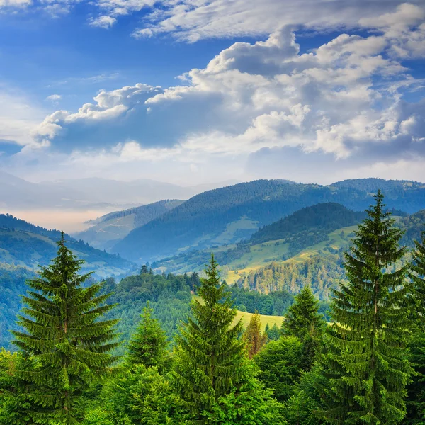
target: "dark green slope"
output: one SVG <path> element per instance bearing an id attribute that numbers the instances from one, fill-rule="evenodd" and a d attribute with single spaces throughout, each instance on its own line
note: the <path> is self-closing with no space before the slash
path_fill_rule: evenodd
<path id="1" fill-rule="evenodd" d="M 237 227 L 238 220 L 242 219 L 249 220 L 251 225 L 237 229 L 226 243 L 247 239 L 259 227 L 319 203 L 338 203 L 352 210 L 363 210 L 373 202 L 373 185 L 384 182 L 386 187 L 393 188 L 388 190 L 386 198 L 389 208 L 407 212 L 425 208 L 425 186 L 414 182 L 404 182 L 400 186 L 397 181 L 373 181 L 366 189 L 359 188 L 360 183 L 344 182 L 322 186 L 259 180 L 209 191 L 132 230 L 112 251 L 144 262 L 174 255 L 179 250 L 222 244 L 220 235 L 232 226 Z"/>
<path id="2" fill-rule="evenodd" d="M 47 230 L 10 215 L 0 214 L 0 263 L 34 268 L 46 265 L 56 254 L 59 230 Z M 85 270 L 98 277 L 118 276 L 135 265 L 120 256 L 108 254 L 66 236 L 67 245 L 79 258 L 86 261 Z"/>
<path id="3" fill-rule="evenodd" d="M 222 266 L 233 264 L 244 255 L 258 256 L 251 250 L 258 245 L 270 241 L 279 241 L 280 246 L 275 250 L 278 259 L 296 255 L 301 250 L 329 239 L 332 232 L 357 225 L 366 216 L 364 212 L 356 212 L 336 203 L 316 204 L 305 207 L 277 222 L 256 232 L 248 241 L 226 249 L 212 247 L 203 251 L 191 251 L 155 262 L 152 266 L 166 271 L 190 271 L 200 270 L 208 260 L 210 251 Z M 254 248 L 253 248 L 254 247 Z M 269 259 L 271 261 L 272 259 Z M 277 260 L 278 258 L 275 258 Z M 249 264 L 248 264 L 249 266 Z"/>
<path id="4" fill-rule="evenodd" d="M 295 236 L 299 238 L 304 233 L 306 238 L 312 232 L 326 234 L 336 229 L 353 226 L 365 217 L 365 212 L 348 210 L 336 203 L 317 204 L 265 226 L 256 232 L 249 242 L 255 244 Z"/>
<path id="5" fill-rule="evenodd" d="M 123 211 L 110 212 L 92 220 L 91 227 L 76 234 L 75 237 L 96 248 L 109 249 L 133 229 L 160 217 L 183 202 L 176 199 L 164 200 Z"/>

= = = =

- _WHAT THE TASK REQUIRES_: Format every line of the material above as a Markdown table with the columns Row and Line, numbering the rows in order and omitting blank lines. Leave the pictures out of the table.

- _IN RESPONSE_:
| Row | Line |
|---|---|
| 1 | target: "dark green slope" |
| 2 | output: one SVG <path> element per instance bearing an id attribute that numbers the instances from one, fill-rule="evenodd" and a d attribute with single spaces throughout, each instance on its own line |
| 3 | note: the <path> is self-closing with no space before the slash |
| 4 | path_fill_rule: evenodd |
| 5 | <path id="1" fill-rule="evenodd" d="M 237 227 L 238 220 L 242 219 L 249 220 L 251 225 L 237 229 L 226 243 L 247 239 L 259 227 L 319 203 L 338 203 L 352 210 L 363 210 L 373 202 L 373 185 L 384 182 L 386 187 L 393 188 L 388 190 L 386 198 L 389 208 L 407 212 L 425 208 L 425 186 L 414 182 L 404 182 L 400 186 L 397 181 L 373 181 L 366 189 L 359 188 L 360 183 L 344 182 L 322 186 L 259 180 L 209 191 L 132 230 L 112 251 L 144 262 L 174 255 L 179 250 L 222 244 L 220 235 L 232 226 Z"/> |
| 6 | <path id="2" fill-rule="evenodd" d="M 47 230 L 10 215 L 0 214 L 0 263 L 34 268 L 46 265 L 56 254 L 59 230 Z M 85 270 L 98 277 L 118 276 L 135 265 L 120 256 L 108 254 L 66 236 L 67 245 L 79 258 L 86 261 Z"/> |
| 7 | <path id="3" fill-rule="evenodd" d="M 222 266 L 233 264 L 244 255 L 258 256 L 251 250 L 258 245 L 270 241 L 279 241 L 280 246 L 275 250 L 278 259 L 296 255 L 301 250 L 329 239 L 332 232 L 357 225 L 366 216 L 364 212 L 356 212 L 336 203 L 316 204 L 305 207 L 277 222 L 256 232 L 248 241 L 226 249 L 212 247 L 203 251 L 191 251 L 155 262 L 152 266 L 166 271 L 190 271 L 200 270 L 208 260 L 210 251 Z M 254 248 L 253 248 L 254 247 Z M 269 259 L 271 261 L 272 259 Z M 277 260 L 278 258 L 275 258 Z M 249 264 L 248 264 L 249 266 Z"/> |
| 8 | <path id="4" fill-rule="evenodd" d="M 295 236 L 299 238 L 304 233 L 306 238 L 312 232 L 326 234 L 336 229 L 353 226 L 365 217 L 365 212 L 348 210 L 336 203 L 317 204 L 265 226 L 256 232 L 249 242 L 255 244 Z"/> |
| 9 | <path id="5" fill-rule="evenodd" d="M 123 211 L 110 212 L 92 220 L 91 227 L 76 234 L 75 237 L 96 248 L 109 249 L 133 229 L 160 217 L 183 202 L 176 199 L 164 200 Z"/> |